▶ _What is required_
Write out, character for character, the line containing "A single pin marks each instance of the banner." and all lines after it up to the end of the listing.

▶ _Working data_
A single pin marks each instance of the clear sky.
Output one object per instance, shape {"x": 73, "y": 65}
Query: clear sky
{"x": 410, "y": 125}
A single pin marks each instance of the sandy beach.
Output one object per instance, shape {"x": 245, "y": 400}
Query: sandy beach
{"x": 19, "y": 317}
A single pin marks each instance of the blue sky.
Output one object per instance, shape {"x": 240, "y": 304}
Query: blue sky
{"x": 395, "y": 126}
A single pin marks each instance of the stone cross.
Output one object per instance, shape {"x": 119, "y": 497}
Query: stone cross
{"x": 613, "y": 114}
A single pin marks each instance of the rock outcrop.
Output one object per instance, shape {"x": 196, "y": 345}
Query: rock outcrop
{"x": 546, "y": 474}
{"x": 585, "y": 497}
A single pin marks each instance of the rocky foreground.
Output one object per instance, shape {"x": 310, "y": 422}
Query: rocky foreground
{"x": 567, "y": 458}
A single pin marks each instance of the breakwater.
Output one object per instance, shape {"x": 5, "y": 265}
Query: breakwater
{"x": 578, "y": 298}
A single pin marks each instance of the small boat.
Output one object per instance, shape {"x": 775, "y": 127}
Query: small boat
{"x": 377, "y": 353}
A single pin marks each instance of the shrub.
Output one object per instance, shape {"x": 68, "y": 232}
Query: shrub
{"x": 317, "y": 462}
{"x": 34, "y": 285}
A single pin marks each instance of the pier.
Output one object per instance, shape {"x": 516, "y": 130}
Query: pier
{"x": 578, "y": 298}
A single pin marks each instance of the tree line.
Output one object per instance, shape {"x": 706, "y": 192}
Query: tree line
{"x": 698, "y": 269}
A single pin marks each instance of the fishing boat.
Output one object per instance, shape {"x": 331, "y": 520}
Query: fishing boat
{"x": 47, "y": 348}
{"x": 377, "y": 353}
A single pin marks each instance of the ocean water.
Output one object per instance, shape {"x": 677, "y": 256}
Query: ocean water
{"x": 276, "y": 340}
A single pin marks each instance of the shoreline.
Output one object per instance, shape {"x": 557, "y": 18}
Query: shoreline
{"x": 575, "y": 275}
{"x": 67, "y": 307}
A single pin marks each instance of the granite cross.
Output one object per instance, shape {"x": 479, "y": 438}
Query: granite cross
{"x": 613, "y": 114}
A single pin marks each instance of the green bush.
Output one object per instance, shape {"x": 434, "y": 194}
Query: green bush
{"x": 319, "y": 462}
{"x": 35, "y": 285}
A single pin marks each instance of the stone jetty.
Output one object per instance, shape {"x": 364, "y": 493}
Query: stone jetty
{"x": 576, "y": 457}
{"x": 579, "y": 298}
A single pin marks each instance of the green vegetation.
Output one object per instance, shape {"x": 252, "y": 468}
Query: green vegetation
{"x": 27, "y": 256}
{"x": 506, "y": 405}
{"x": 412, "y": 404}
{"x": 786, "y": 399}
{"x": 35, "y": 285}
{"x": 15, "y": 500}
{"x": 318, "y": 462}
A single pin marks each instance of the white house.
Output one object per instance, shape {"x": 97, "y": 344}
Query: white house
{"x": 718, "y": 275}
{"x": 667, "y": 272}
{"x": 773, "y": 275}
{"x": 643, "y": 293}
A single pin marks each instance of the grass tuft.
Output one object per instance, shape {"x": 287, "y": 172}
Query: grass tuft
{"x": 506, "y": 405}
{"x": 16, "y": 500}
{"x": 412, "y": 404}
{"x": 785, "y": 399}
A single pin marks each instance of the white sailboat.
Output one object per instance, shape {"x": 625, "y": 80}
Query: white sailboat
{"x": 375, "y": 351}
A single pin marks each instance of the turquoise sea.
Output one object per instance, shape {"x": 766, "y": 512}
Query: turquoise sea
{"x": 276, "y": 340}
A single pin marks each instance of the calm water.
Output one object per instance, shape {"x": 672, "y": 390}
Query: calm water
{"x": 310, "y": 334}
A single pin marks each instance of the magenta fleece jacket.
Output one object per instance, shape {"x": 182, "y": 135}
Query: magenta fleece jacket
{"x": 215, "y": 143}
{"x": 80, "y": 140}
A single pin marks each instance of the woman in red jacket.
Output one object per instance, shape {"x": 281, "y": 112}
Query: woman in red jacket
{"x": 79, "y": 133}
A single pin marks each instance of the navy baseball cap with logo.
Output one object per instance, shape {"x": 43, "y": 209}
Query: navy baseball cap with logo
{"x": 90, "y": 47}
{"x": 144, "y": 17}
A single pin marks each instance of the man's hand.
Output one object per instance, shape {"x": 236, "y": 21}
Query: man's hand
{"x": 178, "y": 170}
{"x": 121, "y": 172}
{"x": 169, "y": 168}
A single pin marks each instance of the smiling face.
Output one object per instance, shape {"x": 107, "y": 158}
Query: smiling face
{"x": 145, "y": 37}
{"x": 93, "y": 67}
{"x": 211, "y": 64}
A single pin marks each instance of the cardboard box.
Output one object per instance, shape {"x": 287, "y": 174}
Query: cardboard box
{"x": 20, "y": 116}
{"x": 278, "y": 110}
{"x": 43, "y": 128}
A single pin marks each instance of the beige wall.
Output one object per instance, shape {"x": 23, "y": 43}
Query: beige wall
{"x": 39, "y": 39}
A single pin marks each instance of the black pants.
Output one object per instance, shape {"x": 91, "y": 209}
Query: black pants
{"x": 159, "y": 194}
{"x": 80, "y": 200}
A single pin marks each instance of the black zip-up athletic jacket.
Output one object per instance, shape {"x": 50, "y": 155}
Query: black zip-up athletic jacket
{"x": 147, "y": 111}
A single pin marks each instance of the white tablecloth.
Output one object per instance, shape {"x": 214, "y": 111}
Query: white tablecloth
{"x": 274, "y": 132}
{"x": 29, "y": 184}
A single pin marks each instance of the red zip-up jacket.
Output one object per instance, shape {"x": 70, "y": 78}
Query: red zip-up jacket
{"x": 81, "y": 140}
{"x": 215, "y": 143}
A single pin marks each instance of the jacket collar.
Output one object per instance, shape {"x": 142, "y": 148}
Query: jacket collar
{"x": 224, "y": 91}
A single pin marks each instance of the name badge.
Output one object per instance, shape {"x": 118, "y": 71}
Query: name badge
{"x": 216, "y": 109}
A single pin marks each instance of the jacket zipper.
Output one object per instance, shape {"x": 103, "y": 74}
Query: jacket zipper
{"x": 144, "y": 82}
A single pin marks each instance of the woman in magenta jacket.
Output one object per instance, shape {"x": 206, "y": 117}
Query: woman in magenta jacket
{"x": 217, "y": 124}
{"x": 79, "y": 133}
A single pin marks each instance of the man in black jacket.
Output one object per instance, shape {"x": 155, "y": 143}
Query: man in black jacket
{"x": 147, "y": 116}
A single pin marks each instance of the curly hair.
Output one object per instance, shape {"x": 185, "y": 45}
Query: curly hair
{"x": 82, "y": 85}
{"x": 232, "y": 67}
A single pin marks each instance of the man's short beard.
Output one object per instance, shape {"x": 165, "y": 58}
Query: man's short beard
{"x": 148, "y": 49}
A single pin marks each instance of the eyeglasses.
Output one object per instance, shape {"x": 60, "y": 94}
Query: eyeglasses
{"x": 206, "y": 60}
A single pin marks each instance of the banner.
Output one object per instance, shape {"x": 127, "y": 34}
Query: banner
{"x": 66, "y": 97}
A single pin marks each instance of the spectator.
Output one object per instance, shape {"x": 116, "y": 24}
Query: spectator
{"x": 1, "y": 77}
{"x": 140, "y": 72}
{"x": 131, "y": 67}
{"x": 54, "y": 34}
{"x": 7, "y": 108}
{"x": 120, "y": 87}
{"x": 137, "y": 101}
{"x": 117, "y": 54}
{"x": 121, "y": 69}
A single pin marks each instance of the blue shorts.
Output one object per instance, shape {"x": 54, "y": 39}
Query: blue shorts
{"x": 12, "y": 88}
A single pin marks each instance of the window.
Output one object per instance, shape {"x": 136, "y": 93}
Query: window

▶ _Answer below_
A single pin marks each instance of the banner.
Output one object per instance, shape {"x": 127, "y": 34}
Query: banner
{"x": 66, "y": 97}
A single pin marks each instance of the spectator.
Output one object per instance, shape {"x": 116, "y": 24}
Query: spectator
{"x": 1, "y": 77}
{"x": 140, "y": 72}
{"x": 131, "y": 67}
{"x": 54, "y": 34}
{"x": 7, "y": 108}
{"x": 120, "y": 87}
{"x": 137, "y": 101}
{"x": 117, "y": 54}
{"x": 121, "y": 69}
A single pin marks each instance of the blue shorts.
Output one object per instance, shape {"x": 54, "y": 39}
Query: blue shorts
{"x": 12, "y": 88}
A single pin marks each instance of the window.
Output one object per instance, shape {"x": 136, "y": 93}
Query: window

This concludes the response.